# ANSYS 12 - Beam

Author: Rajesh Bhaskaran & Yong Sheng Khoo, Cornell University

Under Construction

The following ANSYS tutorial is under construction.

#### Problem Specification

Consider the beam in the figure below. There are two point forces acting on the beam in the negative y direction as shown. Note the dimensions of the beam. The Young's modulus of the material is 73 GPa and the Poisson ratio is 0.3. We'll assume that plane stress conditions apply.

Go to Step 1: Pre-Analysis & Start-Up

See and rate the complete Learning Module

Go to all ANSYS Learning Modules

Author: Rajesh Bhaskaran & Yong Sheng Khoo, Cornell University

## Step 1: Pre-Analysis & Start-Up

#### Start ANSYS Workbench

We start our simulation by first starting the ANSYS workbench.

Start > All Programs > ANSYS 12.1 > Workbench

Following figure shows the workbench window.

At the left hand side of the workbench window, you will see a toolbox full of various analysis systems. In the middle, you see an empty work space. This is the place where you will organize your project. At the bottom of the window, you see messages from ANSYS.

#### Select Analysis Systems

Select Analysis System Demo

Since our problem involves static analysis, we will select the Static Structural (ANSYS) component on the left panel.
Left click (and hold) on Static Structural (ANSYS), and drag the icon to the empty space in the Project Schematic.

Since we selected Static Structural (ANSYS), each cell of the system corresponds to a step in the process of performing the ANSYS Structural analysis. Right click on Static Structural ANSYS and Rename the project to Beam.
------------------------------------------------------------------------
* **What this exercise asks**:
- 1) Reproduce the part of the ANSYS beam tutorial that opens with the words "Go to Step 1: Pre-Analysis" and closes with "the ANSYS workbench.", substituting "Preliminary Analysis" for every occurrence of "Pre-Analysis".
- 2) Proceed with the ANSYS beam tutorial by writing the text that follows its final sentence.

* **Data excerpt**:
------------------------------------------------------------------------
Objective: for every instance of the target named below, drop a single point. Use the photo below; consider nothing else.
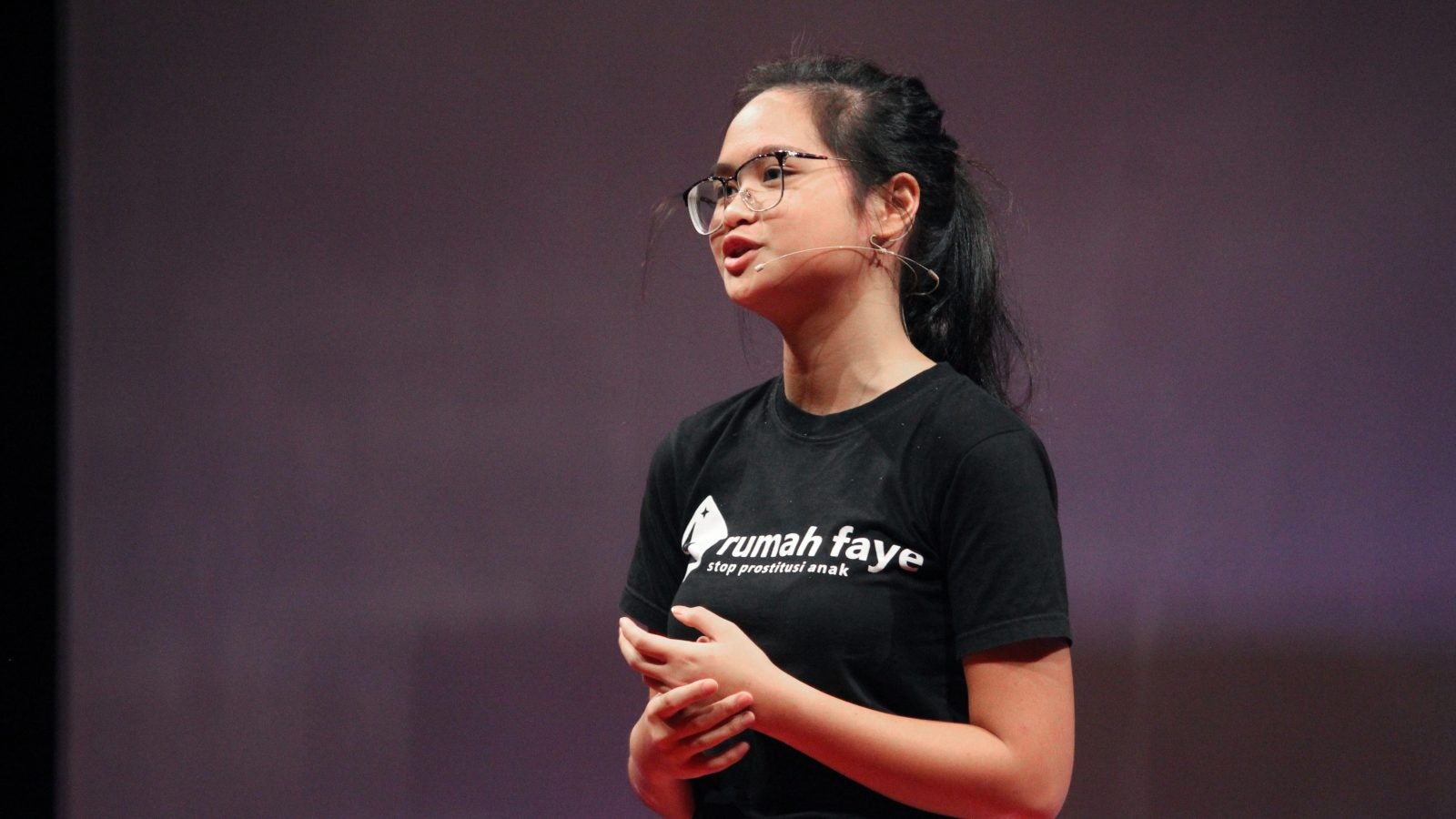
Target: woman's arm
(1014, 760)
------------------------------------------------------------------------
* **Responses**:
- 1)
Go to Step 1: Preliminary Analysis & Start-Up

See and rate the complete Learning Module

Go to all ANSYS Learning Modules

Author: Rajesh Bhaskaran & Yong Sheng Khoo, Cornell University

## Step 1: Preliminary Analysis & Start-Up

#### Start ANSYS Workbench

We start our simulation by first starting the ANSYS workbench.

- 2)
Now, we just need to work out each step from top down to get to the results for our solution.

• We start by preparing our geometry
• We use geometry to generate a mesh
• We setup the physics of the problem
• We run the problem in the solver to generate a solution
• Finally, we post process the solution to gain insight into the results

#### Specify Material Properties

We will first specify the material properties of the crank. The material has an Young's modulus E=2.8x107 psi and Poisson's ratio ν=0.3.

In the Crank cell, double click on Engineering Data. This will bring you to a new page. The default material given is Structural Steel. We will use this material and change the Young's modulus and Poisson's ratio.

Left click on Structural Steel once and you will see the details of Structural Steel material properties under Properties of Outline Row 3: Structural Steel. Expand Isotropic Elasticity, change Young's Modulus and Poisson's Ratio to E=7.9e10 pa and ν=0.3. Remember to check that you use the correct unit.

Higher Resolution Window

See and rate the complete Learning Module

Go to all ANSYS Learning Modules

Author: Rajesh Bhaskaran & Yong Sheng Khoo, Cornell University

## Step 2: Geometry

At Workbench, in the Beam cell, right click on Geometry, and select Properties. You will see the properties menu on the right of the Workbench window. Under Basic Geometry Options, select Line Bodies. This is because we are going to create a line geometry.

In the Project Schematic, double left click on Geometry to start preparing the geometry.

At this point, a new window, ANSYS Design Modeler will be opened. You will be asked to select desired length unit. Use the default meter unit and click OK.

#### Creating a Sketch

Like any other common CAD modeling practice, we start by creating a sketch.

Start by creating a sketch on the XYPlane. Under Tree Outline, select XYPlane, then click on Sketching next to Modeling tab. This will bring up the Sketching Toolboxes.

Note: In sketching mode, there is Undo features that you can use if you make any mistake.

Select Sketching Toolboxes Demo

On the right, there is a Graphic window. At the lower right hand corner of the Graphic window, click on the +Z axis to have a normal look of the XY Plane.

Select Normal View Demo

In the Sketching Toolboxes, select Line. In the Graphics window, create three rough lines from starting from the origin in the positive XY direction (Make sure that you see a letter P at the origin and at each connection between the lines. The letter P the geometry is constrained at the point.)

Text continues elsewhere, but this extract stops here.